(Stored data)
>> begin

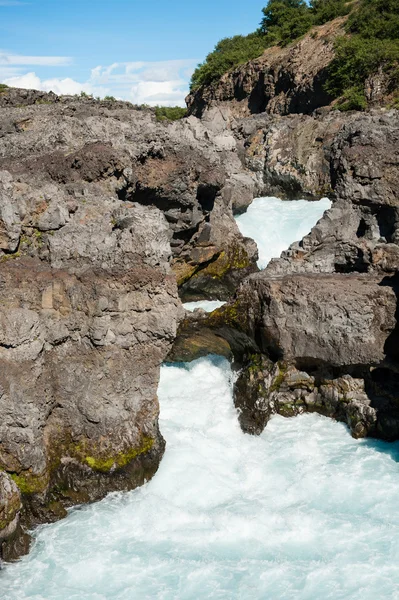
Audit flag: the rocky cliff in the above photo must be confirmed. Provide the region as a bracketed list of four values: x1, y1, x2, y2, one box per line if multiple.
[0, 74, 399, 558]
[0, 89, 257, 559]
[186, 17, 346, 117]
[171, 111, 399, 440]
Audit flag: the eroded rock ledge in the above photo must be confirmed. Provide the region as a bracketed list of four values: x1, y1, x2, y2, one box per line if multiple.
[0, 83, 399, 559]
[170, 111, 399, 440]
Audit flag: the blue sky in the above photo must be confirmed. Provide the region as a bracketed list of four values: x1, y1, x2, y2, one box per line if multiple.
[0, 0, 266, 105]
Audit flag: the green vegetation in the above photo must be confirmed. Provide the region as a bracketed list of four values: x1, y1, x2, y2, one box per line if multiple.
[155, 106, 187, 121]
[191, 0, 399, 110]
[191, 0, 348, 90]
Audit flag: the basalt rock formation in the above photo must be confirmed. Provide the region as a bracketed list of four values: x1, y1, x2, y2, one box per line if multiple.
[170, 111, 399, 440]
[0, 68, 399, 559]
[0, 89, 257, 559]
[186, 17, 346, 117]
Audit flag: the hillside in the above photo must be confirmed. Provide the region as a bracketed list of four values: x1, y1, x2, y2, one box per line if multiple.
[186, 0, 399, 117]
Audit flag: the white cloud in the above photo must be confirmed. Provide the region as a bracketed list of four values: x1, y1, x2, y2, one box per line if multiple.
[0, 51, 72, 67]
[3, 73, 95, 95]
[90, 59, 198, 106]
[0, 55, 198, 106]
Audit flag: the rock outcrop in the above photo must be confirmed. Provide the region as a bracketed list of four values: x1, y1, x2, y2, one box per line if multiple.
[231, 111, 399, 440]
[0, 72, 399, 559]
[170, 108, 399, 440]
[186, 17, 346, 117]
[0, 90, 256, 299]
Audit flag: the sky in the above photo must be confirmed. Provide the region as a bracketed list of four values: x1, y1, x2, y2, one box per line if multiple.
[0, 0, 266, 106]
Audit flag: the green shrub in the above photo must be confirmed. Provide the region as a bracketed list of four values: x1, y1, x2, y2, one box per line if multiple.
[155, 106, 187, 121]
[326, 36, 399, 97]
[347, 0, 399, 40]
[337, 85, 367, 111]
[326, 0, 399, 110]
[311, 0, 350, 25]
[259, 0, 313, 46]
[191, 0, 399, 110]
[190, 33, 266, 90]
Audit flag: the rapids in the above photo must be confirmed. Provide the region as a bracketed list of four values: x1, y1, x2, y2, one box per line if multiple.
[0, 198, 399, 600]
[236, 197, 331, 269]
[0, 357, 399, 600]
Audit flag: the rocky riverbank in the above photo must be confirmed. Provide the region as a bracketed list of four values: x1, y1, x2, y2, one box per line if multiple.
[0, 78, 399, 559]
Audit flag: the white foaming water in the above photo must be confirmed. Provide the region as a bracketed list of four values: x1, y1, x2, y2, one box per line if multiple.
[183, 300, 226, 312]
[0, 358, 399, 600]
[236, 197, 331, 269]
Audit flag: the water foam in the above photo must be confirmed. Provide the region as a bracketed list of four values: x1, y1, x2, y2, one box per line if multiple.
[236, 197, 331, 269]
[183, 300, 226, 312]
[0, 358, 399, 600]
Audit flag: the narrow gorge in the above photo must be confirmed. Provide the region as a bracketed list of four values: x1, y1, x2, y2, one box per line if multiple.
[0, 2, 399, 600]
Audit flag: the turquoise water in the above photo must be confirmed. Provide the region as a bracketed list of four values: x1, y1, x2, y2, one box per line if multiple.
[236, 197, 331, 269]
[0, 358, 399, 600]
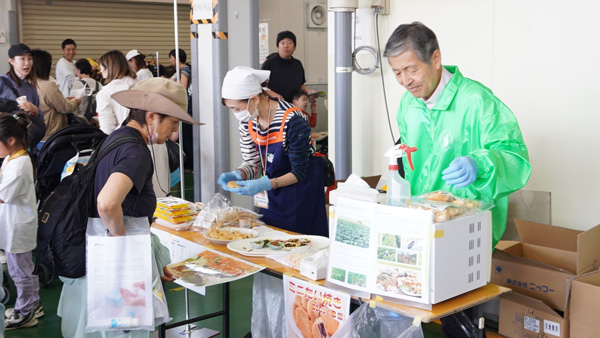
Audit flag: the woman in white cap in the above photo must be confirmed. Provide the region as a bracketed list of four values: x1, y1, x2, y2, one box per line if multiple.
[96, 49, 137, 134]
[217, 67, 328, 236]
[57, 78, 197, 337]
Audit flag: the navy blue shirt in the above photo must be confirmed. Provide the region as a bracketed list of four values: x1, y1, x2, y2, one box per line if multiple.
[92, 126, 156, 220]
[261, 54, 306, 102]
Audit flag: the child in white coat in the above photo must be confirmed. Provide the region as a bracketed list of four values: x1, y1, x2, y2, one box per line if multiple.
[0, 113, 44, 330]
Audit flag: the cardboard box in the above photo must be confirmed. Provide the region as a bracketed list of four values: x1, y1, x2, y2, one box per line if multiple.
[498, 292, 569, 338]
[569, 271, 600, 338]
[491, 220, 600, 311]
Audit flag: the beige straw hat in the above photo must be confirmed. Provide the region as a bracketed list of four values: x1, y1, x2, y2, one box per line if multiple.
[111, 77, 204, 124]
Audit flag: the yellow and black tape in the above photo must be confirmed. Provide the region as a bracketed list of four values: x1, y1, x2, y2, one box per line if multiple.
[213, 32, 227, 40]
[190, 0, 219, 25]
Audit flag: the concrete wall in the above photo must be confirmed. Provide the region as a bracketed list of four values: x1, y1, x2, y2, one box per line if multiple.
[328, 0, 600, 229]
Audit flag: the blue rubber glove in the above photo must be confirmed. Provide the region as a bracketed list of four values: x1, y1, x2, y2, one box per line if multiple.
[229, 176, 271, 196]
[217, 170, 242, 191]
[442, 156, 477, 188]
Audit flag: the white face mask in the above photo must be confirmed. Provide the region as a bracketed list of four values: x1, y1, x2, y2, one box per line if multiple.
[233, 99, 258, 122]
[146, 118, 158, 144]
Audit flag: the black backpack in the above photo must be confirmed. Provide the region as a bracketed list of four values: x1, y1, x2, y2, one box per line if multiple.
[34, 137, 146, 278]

>> end
>> begin

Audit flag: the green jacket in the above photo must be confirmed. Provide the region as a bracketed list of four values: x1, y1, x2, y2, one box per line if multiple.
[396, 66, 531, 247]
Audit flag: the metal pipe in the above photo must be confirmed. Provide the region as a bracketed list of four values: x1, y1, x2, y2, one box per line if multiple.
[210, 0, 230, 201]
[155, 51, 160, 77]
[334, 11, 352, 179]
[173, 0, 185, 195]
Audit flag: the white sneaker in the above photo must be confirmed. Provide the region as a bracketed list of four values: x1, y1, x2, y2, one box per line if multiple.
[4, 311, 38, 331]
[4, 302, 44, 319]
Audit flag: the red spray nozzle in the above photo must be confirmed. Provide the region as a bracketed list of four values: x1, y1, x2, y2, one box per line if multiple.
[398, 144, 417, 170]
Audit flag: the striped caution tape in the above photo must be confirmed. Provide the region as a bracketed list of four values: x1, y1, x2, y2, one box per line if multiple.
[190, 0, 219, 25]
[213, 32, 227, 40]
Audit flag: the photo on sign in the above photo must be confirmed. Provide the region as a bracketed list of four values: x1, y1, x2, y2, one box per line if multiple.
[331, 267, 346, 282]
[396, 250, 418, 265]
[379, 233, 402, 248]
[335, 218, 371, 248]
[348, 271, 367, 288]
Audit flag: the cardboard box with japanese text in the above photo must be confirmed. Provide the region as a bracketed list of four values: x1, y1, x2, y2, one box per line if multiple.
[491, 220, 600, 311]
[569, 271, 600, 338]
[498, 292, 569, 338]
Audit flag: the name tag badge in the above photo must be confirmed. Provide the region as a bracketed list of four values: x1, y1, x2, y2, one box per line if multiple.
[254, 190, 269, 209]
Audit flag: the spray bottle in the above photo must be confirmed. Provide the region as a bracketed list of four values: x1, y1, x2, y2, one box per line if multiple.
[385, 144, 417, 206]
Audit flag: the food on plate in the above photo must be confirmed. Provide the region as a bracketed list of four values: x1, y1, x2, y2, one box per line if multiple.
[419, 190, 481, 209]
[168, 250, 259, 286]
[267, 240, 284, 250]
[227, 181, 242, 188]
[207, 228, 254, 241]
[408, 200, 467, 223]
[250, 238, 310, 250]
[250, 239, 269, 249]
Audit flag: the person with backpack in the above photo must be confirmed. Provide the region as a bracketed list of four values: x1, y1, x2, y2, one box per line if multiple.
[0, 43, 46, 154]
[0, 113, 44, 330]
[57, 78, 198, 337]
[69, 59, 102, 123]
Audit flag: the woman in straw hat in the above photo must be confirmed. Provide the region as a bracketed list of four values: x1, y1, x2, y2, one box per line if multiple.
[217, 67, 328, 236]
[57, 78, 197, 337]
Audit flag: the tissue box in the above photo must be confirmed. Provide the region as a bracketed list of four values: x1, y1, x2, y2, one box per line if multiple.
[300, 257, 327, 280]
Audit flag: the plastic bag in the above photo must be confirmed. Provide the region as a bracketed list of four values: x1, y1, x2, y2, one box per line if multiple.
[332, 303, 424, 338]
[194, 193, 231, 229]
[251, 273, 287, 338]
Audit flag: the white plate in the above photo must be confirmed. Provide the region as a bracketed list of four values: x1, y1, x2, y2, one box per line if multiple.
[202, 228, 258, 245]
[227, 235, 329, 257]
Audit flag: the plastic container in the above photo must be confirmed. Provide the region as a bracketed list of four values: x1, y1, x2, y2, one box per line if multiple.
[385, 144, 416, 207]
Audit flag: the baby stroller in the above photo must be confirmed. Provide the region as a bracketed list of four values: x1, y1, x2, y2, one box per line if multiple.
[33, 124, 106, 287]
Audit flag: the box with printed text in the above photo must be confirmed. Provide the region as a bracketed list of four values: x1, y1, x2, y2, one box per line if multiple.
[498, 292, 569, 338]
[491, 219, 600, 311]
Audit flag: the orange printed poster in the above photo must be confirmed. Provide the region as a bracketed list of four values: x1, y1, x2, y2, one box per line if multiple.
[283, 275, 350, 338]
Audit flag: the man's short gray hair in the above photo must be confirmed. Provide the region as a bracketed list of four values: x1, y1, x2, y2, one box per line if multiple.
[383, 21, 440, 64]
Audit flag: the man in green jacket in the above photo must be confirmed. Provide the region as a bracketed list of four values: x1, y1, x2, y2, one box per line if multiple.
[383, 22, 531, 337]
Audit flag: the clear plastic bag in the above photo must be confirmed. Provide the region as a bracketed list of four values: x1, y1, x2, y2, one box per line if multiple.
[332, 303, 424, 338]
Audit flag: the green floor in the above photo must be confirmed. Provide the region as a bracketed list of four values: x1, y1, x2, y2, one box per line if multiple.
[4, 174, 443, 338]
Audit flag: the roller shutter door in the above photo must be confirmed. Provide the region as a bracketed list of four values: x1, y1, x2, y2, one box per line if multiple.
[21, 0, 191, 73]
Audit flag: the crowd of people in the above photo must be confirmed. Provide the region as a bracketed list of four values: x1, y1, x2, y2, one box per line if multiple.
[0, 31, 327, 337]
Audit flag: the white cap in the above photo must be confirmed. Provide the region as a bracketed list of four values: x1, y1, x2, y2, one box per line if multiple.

>> end

Copy out the stored data word for word, from the line that contains "Audit flag: the rocky cliff" through the line that contains "[186, 0, 399, 117]", including both of those lines.

## Solution for this problem
Audit flag: the rocky cliff in the above photo must be confirmed. Provide the region as a bracketed list of four values: x1, y1, x2, y2, one box per line if multiple.
[0, 74, 399, 558]
[0, 89, 257, 559]
[186, 17, 346, 117]
[171, 111, 399, 440]
Audit flag: the eroded rock ledge in the above photo must be confirmed. Provide the region as a bracketed list of four values: x1, y1, x2, y2, one box per line if multiple.
[0, 83, 399, 559]
[170, 111, 399, 440]
Audit flag: the blue sky in the above photo must be confirmed. Provide the region as a bracketed list of four values: x1, y1, x2, y2, one box per line if multiple.
[0, 0, 266, 105]
Audit flag: the green vegetation in the above photo must be confirmed. Provide the region as a bracketed list of four values: x1, y1, x2, y2, one box per line if multiple.
[155, 106, 187, 121]
[191, 0, 399, 110]
[191, 0, 348, 90]
Audit flag: the basalt rock formation in the above photo must be confirmed. Provide the region as a bracketed list of four values: x1, y1, x2, y2, one box per line if multiple.
[170, 111, 399, 440]
[0, 68, 399, 559]
[0, 89, 257, 559]
[186, 17, 346, 117]
Audit flag: the hillside in the above photo must be confirmed. Provide the region as a bracketed list of four values: x1, y1, x2, y2, one box per line if multiple.
[186, 0, 399, 117]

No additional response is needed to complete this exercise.